• Directions: Pick out each line in the rows below that contains the word "wood" and copy those lines.

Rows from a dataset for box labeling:
★ ★ ★ ★
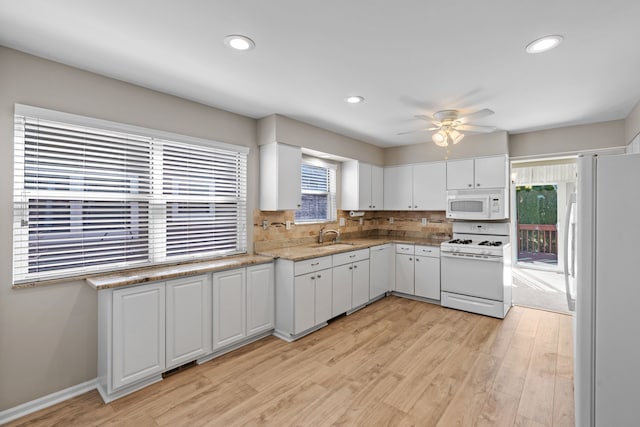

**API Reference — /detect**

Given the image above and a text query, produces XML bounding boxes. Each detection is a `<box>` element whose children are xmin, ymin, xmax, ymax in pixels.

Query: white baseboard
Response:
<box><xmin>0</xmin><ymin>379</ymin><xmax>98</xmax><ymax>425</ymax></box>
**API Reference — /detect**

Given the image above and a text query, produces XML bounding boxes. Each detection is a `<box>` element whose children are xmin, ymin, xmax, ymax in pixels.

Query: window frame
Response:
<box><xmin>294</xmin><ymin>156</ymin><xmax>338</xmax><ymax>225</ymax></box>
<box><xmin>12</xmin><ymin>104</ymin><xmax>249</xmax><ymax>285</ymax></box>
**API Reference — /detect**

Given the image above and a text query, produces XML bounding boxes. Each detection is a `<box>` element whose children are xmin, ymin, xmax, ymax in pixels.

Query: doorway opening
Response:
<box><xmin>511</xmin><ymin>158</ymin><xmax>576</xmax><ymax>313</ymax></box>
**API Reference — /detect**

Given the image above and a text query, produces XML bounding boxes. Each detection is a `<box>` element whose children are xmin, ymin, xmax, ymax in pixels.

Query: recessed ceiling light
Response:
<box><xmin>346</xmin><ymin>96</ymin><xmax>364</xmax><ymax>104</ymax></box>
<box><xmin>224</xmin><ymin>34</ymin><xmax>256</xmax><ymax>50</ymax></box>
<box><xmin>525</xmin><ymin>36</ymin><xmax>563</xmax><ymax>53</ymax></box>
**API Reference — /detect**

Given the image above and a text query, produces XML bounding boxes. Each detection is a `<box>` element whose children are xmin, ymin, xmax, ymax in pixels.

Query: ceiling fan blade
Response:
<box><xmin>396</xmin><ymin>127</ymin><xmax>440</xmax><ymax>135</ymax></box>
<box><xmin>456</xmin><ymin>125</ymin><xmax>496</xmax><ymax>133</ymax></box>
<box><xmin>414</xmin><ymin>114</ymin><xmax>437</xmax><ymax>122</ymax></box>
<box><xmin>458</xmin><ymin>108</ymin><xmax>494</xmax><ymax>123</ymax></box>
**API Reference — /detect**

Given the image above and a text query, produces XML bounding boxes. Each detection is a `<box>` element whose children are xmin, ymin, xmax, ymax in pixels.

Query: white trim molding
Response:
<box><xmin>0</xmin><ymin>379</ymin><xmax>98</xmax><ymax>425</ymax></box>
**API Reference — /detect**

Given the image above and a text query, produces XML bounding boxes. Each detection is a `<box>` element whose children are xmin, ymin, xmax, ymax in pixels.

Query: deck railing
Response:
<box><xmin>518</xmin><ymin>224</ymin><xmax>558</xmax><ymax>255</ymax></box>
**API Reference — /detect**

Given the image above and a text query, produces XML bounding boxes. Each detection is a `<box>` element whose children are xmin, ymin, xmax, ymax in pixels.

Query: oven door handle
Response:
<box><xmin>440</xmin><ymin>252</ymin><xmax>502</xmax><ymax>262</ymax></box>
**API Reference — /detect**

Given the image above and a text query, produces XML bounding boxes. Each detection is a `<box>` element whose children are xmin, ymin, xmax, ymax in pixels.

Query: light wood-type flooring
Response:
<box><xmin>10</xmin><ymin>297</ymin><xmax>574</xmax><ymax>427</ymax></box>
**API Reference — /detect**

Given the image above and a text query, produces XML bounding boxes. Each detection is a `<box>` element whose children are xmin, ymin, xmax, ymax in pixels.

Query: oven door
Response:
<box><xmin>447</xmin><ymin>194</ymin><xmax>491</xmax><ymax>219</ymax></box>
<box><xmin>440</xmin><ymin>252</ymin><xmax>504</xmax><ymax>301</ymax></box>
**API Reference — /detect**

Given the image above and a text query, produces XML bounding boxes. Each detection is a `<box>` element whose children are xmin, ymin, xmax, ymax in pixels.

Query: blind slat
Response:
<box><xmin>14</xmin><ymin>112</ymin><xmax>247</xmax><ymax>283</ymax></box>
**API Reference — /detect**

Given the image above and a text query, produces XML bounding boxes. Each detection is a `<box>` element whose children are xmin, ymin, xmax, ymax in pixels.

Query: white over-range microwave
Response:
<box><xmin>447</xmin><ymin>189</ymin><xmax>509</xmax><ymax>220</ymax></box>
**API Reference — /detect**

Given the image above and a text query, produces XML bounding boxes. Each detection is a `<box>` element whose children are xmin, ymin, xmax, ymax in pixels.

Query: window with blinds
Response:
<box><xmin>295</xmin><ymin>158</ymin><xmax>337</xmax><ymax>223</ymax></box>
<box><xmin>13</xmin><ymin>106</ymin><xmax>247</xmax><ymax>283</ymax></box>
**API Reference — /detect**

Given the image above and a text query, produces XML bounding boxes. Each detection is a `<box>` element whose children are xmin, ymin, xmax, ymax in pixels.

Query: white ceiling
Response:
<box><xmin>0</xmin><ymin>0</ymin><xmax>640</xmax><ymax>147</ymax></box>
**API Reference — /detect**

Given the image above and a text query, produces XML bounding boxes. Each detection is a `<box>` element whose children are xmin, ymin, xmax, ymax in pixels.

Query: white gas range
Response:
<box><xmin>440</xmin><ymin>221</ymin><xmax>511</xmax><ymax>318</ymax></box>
★ ★ ★ ★
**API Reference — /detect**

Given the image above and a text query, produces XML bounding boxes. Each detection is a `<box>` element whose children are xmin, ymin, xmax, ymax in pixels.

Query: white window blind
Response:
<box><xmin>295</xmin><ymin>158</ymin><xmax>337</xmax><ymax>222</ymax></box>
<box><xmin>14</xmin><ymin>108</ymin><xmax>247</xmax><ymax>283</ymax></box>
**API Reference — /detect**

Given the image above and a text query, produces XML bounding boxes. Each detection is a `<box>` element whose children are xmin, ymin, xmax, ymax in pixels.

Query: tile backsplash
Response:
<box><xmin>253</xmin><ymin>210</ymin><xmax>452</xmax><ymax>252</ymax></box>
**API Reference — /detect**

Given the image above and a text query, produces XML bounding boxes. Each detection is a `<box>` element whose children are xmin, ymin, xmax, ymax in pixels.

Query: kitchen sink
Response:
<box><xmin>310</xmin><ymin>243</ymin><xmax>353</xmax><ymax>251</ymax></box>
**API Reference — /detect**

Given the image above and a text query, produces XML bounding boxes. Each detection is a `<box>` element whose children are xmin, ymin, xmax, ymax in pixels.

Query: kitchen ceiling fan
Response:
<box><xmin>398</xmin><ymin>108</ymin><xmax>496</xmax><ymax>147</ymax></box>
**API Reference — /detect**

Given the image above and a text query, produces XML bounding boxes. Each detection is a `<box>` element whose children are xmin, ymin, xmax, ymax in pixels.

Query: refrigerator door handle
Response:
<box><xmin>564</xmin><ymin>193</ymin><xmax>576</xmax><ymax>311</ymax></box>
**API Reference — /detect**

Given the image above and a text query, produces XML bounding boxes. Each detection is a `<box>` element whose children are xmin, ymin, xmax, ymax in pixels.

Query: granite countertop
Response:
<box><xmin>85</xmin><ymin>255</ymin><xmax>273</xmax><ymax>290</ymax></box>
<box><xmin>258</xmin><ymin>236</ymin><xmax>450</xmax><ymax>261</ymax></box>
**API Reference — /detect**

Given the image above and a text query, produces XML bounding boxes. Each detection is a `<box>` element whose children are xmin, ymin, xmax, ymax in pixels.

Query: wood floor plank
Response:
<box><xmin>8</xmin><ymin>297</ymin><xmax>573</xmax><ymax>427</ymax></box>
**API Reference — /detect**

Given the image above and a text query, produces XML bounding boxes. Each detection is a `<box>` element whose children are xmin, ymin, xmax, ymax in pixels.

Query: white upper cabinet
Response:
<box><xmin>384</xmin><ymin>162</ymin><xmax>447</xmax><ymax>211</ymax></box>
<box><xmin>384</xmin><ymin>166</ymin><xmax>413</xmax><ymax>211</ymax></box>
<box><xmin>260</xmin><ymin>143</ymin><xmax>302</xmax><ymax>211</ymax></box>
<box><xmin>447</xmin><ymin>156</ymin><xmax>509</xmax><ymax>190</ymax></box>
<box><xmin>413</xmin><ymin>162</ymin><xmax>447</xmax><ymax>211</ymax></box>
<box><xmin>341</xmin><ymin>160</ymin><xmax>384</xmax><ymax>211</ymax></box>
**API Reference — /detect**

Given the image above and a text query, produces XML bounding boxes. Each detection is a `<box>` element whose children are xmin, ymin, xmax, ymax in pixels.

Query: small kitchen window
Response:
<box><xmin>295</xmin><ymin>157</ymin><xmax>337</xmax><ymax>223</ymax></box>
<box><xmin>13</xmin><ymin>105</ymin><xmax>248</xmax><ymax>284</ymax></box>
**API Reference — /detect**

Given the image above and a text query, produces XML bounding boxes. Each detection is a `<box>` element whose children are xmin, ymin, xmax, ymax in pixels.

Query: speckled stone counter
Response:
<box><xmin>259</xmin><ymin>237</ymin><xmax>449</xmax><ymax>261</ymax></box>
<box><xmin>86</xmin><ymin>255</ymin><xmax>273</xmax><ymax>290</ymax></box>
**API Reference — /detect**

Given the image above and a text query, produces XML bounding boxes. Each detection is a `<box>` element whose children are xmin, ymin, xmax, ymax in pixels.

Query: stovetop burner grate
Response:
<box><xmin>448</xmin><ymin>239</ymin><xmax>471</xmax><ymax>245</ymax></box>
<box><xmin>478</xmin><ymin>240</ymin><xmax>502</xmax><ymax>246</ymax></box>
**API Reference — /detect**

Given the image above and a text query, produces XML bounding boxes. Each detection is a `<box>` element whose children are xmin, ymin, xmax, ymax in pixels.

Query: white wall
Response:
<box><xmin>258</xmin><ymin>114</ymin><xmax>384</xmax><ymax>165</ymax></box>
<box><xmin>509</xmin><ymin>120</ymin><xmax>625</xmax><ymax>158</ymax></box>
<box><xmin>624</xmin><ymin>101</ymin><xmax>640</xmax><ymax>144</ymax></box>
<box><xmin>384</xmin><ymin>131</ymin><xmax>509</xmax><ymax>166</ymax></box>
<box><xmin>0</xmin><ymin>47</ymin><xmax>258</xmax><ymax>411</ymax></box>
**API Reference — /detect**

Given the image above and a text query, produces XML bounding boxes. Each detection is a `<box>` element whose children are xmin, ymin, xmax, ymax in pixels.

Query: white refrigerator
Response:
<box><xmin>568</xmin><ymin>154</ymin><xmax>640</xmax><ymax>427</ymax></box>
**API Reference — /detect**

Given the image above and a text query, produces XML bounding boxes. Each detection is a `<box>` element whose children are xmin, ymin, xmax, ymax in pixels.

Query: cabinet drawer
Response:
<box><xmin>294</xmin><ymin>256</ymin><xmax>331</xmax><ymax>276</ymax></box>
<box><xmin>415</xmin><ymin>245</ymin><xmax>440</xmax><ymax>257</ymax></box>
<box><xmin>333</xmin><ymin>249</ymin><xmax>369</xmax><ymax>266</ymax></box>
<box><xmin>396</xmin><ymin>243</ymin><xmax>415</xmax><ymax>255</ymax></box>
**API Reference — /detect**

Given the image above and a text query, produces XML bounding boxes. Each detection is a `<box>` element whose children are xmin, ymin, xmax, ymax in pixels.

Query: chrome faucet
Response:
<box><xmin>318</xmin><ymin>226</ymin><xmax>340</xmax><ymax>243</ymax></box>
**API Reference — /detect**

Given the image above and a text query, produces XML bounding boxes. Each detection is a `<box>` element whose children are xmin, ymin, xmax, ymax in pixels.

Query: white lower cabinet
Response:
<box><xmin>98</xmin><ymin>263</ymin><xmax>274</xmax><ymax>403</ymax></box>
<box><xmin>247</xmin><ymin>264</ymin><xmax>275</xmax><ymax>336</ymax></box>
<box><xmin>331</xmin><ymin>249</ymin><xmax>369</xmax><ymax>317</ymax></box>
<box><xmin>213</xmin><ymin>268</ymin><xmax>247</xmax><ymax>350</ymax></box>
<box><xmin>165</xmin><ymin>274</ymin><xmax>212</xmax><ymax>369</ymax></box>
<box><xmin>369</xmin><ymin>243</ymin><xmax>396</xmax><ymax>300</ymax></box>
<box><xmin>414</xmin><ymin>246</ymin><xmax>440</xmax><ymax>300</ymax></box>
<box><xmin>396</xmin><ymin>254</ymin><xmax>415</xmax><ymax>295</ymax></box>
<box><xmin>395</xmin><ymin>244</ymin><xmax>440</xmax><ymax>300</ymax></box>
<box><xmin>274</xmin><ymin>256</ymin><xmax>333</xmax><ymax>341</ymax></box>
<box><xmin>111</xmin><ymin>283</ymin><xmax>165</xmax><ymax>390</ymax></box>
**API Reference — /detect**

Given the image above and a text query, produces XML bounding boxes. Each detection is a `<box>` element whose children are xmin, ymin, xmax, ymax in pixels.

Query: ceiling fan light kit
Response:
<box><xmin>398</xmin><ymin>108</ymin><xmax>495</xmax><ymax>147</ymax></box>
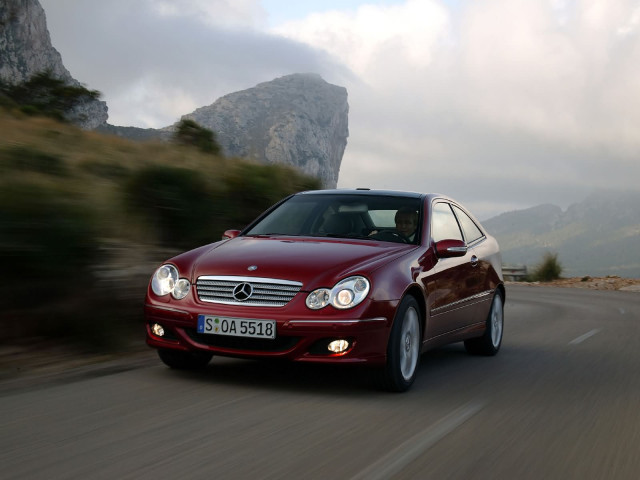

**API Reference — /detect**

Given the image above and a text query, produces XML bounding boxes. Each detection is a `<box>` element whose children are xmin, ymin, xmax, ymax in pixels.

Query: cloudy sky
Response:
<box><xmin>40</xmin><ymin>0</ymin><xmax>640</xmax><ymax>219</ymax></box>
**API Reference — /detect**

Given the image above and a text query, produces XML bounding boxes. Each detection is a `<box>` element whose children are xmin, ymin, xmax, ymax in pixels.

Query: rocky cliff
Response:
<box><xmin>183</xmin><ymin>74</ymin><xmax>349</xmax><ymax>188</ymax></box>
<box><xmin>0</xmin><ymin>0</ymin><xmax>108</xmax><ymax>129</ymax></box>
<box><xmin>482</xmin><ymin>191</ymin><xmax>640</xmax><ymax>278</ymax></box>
★ ★ ★ ★
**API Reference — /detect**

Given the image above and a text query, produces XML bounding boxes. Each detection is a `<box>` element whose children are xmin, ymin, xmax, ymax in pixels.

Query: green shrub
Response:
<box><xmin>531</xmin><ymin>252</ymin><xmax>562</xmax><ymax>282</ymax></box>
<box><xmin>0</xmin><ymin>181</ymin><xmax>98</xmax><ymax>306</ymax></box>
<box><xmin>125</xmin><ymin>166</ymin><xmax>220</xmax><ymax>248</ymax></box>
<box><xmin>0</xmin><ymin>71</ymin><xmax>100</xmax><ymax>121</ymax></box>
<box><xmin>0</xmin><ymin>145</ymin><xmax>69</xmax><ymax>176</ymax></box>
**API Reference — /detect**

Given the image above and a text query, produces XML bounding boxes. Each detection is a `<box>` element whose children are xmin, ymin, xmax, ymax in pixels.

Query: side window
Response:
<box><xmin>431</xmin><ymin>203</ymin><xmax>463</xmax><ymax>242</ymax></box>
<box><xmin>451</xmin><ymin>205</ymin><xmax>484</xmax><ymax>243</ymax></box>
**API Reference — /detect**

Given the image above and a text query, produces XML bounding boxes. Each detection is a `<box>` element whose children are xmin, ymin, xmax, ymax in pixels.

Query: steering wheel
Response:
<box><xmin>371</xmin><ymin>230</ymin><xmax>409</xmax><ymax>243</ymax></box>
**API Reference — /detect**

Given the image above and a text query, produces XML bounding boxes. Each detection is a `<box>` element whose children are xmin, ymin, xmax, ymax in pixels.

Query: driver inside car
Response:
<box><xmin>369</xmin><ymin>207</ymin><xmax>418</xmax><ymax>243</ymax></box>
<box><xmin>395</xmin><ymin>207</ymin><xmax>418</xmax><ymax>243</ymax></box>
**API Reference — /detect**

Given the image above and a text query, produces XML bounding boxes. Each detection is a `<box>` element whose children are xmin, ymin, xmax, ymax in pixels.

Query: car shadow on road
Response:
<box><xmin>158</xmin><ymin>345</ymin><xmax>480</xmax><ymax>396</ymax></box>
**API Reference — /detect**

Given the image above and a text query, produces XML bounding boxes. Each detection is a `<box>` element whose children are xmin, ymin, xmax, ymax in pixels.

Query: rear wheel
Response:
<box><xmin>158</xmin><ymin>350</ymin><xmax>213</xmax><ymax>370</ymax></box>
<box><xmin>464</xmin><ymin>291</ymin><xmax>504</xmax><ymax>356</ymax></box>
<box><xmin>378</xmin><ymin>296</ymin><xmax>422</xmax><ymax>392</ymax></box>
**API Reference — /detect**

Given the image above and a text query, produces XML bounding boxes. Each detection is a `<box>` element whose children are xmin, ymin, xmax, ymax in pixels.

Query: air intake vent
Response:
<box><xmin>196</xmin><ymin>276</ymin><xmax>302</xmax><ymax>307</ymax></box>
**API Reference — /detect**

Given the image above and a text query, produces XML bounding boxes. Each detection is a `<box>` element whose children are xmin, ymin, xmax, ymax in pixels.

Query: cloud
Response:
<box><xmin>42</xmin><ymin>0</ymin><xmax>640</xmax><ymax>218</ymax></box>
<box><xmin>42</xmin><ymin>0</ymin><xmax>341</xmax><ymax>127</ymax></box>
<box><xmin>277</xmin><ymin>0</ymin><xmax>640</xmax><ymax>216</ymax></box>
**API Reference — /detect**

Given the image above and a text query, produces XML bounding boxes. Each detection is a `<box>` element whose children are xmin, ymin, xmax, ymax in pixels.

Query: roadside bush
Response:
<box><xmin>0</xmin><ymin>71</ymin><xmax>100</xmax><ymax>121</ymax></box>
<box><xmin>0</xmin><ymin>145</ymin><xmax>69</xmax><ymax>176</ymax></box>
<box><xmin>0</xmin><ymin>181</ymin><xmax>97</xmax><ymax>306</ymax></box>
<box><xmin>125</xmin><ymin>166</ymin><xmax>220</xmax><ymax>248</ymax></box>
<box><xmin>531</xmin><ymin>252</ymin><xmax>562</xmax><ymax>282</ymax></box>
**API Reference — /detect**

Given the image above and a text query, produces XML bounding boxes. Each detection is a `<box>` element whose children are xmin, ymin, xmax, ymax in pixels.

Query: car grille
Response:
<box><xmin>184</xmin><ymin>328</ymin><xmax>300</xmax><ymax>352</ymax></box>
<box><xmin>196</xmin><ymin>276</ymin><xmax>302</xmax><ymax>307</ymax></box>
★ ★ ★ ★
• Response to the task:
Query: light wood-type flooring
Query: wood floor plank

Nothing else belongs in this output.